List every line in the rows below that contains the word "sofa".

###

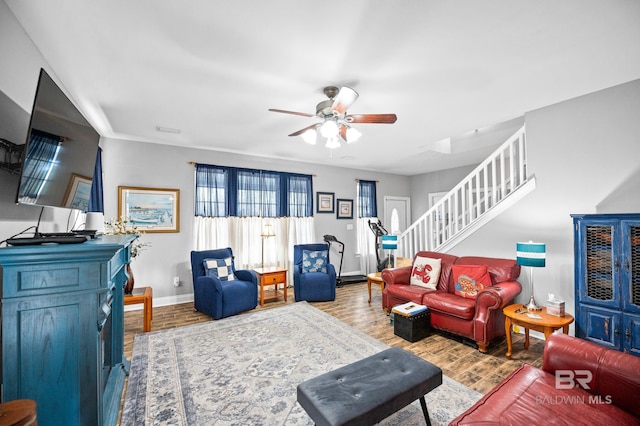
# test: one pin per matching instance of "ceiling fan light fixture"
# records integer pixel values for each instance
(329, 129)
(353, 134)
(310, 136)
(332, 143)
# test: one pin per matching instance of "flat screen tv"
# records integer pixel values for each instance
(60, 152)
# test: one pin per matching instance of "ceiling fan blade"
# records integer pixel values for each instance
(371, 118)
(302, 114)
(301, 131)
(344, 99)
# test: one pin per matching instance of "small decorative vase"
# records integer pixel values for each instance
(128, 287)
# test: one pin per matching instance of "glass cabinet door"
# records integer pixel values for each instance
(631, 265)
(601, 264)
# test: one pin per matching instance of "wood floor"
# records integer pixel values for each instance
(457, 360)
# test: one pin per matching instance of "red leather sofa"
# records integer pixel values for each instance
(480, 319)
(532, 396)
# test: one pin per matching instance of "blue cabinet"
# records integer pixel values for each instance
(607, 279)
(63, 329)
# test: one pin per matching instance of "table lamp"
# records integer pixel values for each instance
(532, 255)
(390, 242)
(267, 232)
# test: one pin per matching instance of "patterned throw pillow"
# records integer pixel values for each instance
(470, 279)
(425, 272)
(314, 261)
(220, 268)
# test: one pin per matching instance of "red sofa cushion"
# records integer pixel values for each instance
(499, 269)
(411, 293)
(451, 304)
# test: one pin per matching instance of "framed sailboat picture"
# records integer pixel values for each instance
(150, 209)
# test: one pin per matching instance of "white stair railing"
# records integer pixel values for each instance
(497, 177)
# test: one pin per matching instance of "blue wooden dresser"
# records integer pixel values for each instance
(63, 329)
(607, 279)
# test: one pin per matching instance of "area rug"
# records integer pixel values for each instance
(244, 370)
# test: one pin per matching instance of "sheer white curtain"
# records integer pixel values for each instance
(242, 234)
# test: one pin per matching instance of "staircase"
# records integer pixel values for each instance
(492, 187)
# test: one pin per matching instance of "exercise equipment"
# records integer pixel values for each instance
(349, 279)
(379, 230)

###

**CORRECT RESULT:**
# test: one pin per matching instance of "red leather sofa"
# test: one pin per matching instance of "red sofa cushion"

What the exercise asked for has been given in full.